---------- Material to process ----------

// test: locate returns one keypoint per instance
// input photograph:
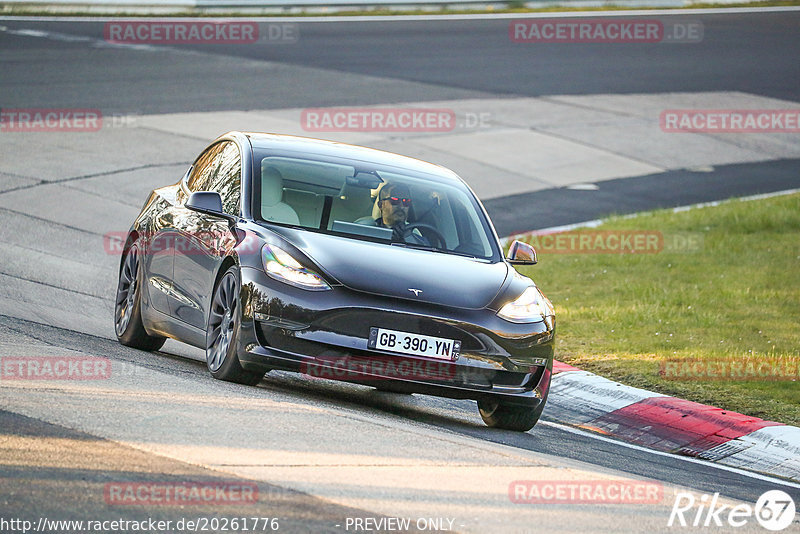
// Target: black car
(338, 261)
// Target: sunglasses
(394, 201)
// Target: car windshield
(364, 201)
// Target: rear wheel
(509, 416)
(222, 331)
(128, 310)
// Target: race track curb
(670, 424)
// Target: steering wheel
(435, 233)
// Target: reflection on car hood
(383, 269)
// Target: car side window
(219, 169)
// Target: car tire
(128, 307)
(508, 416)
(222, 331)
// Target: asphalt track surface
(430, 60)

----------

Please copy the records from the line containing "car side window" through the end of the records, inclusive, keeping every line, and adjust each point coordinate by -65.

=== Complete output ===
// Target: car side window
(154, 104)
// Target: car tire
(63, 242)
(443, 351)
(157, 266)
// Target: asphalt track surface
(365, -5)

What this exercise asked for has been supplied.